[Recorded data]
****

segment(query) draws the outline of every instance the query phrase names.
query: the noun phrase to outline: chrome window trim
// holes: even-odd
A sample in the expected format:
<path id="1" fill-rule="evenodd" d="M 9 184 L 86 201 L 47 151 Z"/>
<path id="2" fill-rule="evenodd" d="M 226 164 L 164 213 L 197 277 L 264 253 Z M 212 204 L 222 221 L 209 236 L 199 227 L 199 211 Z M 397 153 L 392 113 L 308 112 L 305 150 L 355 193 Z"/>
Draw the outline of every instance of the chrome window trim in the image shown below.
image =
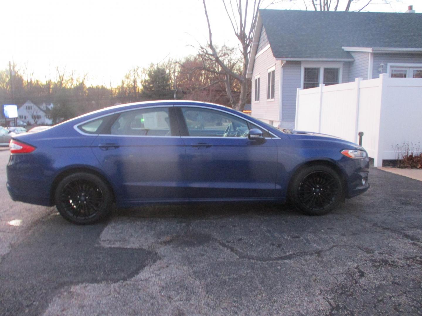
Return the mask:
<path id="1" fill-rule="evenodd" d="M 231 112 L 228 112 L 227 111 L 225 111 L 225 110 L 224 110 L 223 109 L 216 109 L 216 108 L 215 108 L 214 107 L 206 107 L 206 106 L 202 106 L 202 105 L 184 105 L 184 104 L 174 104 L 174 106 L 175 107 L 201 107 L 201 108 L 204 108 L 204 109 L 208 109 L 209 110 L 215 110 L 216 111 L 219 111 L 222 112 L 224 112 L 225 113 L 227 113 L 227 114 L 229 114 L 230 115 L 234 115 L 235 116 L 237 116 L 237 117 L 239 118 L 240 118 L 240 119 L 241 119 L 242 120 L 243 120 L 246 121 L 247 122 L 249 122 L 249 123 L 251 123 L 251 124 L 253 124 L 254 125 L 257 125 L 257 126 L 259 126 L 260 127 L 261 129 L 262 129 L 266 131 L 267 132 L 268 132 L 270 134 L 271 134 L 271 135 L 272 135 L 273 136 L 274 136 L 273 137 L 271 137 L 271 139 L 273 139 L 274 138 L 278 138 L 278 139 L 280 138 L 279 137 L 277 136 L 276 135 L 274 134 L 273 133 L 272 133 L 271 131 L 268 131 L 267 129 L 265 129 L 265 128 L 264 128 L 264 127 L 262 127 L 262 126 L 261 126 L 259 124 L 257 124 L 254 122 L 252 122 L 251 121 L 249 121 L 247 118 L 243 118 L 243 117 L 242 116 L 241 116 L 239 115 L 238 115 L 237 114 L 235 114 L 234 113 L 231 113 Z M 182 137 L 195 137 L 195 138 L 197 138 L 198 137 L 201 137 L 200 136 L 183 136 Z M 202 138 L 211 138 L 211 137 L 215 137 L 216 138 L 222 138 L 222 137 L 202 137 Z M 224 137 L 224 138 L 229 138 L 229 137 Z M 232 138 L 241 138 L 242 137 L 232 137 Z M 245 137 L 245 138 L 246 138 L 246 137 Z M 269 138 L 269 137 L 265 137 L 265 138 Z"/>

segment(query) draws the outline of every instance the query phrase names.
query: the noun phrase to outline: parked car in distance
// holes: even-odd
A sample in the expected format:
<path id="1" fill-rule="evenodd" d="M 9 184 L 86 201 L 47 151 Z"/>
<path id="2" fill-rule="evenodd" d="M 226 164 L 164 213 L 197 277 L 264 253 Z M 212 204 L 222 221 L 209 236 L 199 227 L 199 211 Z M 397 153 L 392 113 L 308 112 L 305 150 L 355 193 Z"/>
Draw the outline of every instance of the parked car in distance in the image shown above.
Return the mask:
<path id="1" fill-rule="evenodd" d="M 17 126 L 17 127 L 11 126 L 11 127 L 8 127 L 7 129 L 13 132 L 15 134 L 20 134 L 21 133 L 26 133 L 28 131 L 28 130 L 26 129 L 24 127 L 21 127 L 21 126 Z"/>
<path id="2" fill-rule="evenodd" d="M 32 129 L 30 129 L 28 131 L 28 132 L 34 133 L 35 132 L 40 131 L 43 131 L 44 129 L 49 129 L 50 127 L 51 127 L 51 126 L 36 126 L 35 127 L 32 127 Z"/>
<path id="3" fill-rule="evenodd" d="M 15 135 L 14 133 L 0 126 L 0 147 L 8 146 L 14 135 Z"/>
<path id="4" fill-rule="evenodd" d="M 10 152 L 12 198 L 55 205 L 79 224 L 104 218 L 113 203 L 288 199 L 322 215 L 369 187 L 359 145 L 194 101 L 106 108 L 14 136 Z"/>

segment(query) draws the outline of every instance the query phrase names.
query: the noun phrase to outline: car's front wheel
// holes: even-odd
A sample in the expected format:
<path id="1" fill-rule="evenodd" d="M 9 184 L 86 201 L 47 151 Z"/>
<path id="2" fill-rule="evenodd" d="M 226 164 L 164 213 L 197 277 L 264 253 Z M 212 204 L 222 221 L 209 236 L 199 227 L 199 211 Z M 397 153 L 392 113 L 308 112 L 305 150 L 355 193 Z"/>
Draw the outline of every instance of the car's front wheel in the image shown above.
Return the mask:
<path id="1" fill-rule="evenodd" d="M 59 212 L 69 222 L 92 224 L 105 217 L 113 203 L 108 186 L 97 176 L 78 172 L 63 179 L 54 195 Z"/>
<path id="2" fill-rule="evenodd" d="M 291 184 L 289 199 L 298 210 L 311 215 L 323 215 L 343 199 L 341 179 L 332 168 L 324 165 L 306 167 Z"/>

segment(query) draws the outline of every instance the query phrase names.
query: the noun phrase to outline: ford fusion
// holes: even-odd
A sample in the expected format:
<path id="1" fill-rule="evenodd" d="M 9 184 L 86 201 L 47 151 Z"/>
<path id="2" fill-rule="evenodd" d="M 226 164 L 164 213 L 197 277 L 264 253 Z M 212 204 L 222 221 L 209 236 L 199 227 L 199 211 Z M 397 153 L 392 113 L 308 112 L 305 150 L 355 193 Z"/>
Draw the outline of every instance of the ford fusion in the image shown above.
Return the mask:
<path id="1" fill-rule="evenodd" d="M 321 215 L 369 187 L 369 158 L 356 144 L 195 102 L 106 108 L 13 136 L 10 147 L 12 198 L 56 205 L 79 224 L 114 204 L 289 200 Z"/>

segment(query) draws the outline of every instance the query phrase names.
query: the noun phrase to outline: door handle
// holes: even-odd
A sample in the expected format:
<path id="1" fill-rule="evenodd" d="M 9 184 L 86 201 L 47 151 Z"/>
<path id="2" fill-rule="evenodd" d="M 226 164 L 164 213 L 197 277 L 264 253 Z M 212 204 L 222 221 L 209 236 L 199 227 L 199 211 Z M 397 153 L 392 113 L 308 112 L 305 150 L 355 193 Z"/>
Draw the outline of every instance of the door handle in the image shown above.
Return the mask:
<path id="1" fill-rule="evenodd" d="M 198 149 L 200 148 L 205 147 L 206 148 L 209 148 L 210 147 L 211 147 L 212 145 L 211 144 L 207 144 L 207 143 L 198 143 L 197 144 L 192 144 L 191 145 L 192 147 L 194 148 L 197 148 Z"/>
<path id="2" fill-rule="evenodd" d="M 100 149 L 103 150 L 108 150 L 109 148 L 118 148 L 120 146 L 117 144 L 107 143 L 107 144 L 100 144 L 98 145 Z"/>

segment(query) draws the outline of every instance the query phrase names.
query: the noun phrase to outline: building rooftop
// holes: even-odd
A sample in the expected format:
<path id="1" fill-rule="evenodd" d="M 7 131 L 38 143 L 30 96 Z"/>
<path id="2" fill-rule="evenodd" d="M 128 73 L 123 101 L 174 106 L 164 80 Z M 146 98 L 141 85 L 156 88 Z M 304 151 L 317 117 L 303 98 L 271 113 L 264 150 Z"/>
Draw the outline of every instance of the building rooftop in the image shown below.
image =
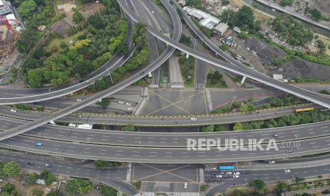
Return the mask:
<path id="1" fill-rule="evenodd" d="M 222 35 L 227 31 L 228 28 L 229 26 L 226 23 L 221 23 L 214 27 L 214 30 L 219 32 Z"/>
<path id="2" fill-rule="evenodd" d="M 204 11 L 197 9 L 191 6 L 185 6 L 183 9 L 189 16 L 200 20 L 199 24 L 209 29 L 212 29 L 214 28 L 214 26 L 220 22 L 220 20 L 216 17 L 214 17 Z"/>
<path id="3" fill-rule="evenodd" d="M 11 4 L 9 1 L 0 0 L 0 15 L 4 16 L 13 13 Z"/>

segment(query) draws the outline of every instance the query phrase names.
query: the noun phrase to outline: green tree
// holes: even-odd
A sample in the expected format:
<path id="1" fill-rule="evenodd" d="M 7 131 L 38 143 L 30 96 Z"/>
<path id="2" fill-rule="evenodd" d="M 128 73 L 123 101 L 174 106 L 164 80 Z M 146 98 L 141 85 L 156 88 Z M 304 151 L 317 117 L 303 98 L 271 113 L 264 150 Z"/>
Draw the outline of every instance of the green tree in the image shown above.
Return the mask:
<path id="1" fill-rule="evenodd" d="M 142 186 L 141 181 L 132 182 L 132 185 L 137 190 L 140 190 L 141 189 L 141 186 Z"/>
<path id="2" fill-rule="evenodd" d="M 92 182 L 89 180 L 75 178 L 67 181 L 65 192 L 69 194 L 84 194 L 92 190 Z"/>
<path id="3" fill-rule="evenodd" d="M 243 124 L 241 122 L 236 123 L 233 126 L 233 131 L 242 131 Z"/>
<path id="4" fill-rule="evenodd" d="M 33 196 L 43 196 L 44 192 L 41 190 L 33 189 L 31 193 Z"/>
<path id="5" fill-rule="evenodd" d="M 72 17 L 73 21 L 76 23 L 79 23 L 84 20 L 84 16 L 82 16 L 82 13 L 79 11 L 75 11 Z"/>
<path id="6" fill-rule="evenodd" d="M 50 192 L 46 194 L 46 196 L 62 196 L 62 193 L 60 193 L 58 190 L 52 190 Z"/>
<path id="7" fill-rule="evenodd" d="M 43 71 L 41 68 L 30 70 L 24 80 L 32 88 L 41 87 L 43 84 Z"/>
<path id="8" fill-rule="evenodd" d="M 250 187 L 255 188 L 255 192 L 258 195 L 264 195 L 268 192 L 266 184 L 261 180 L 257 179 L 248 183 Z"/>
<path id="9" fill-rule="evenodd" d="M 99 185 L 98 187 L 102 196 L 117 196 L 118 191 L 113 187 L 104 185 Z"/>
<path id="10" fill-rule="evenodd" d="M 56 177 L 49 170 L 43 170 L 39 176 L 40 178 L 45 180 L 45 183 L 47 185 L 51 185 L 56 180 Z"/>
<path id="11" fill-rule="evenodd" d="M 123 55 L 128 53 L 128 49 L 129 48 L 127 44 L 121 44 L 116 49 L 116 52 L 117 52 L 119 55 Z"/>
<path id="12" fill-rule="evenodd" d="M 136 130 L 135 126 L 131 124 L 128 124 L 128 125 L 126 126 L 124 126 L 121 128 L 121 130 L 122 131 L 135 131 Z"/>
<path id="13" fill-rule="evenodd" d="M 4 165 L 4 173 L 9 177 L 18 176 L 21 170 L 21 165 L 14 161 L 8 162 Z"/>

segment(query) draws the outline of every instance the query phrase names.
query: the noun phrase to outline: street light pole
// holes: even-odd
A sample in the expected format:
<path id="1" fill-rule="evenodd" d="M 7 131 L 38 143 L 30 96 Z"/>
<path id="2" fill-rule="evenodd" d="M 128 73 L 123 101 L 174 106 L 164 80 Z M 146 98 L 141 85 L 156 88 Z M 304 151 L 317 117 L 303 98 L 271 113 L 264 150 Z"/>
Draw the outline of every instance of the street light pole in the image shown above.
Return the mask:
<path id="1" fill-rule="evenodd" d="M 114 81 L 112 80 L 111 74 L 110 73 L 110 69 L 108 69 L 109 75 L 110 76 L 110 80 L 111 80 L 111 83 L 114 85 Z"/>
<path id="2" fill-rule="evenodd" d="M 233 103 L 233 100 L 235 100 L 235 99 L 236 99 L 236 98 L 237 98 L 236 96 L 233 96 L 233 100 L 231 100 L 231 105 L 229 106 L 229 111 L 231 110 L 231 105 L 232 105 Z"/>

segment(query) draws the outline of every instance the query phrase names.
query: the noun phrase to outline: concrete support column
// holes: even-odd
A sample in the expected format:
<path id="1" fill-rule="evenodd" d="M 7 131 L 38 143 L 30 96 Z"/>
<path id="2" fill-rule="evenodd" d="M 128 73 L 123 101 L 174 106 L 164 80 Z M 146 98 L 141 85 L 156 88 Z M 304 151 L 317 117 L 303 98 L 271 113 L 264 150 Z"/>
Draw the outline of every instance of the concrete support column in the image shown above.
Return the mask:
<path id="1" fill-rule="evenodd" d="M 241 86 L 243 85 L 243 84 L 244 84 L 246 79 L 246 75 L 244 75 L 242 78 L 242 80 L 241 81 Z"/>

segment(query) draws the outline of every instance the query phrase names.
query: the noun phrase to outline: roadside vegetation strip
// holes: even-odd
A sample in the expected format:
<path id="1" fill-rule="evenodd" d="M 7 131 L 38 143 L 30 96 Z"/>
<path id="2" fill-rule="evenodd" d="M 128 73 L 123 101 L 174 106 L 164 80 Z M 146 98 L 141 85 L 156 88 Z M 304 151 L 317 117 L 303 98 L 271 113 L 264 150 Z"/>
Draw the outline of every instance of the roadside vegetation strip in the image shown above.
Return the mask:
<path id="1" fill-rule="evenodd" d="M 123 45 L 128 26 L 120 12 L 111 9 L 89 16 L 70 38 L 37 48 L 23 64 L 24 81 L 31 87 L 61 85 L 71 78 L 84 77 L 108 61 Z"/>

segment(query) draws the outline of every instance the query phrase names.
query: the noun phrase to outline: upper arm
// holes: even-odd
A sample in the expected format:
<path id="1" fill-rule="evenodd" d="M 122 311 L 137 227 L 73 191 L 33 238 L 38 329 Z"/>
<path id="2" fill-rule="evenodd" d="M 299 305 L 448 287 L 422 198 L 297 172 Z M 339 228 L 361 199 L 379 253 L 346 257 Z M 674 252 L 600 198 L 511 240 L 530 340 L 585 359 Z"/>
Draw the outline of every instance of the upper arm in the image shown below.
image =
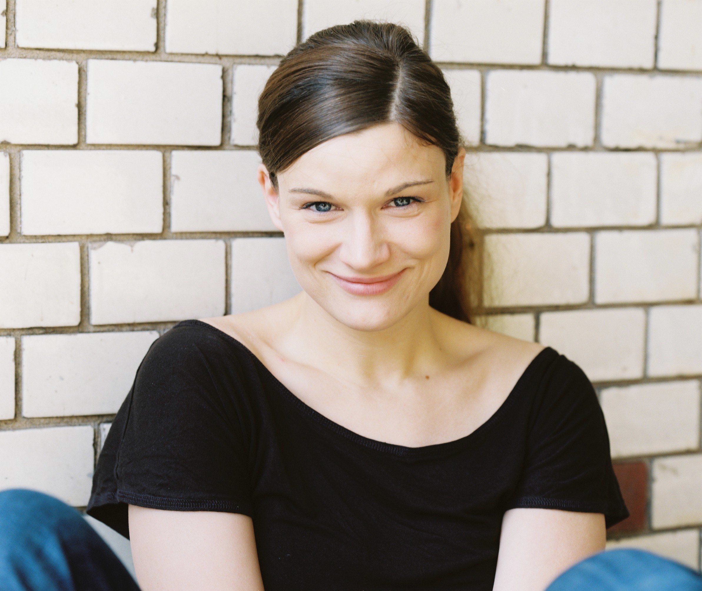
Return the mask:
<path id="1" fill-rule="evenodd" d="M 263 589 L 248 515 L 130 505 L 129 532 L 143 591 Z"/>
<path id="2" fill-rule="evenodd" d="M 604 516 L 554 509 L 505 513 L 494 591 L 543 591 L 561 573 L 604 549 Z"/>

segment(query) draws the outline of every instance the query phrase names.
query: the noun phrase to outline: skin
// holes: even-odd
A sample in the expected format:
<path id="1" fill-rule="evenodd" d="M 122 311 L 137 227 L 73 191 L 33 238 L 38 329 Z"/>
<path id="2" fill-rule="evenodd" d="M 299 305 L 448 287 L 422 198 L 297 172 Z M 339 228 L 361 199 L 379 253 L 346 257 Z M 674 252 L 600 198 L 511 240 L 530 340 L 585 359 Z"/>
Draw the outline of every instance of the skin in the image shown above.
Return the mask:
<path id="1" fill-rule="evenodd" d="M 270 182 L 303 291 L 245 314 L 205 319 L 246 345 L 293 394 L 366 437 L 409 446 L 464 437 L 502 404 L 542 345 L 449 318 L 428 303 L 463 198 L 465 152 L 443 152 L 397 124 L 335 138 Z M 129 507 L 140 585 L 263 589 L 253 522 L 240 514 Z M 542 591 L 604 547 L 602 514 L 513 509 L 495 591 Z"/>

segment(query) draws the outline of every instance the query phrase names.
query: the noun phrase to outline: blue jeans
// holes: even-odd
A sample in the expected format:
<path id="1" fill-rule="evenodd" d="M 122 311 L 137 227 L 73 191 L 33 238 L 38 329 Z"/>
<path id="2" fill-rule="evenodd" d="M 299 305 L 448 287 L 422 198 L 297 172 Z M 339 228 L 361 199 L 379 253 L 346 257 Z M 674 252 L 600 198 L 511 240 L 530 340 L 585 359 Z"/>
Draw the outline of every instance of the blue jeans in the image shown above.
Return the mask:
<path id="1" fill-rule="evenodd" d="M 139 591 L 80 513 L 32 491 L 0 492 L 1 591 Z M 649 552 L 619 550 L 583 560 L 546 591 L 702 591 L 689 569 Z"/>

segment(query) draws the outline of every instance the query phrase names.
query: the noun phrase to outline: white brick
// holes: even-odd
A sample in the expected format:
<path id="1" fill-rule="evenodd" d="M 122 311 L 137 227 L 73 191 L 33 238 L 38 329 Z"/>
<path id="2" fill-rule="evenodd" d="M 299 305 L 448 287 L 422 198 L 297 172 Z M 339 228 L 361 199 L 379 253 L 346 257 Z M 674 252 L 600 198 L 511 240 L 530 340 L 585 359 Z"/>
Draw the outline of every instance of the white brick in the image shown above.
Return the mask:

****

What is being asked: Tally the lines of the entries above that contain the word "wheel", treating case as significant, and give only the number.

Output of the task: 2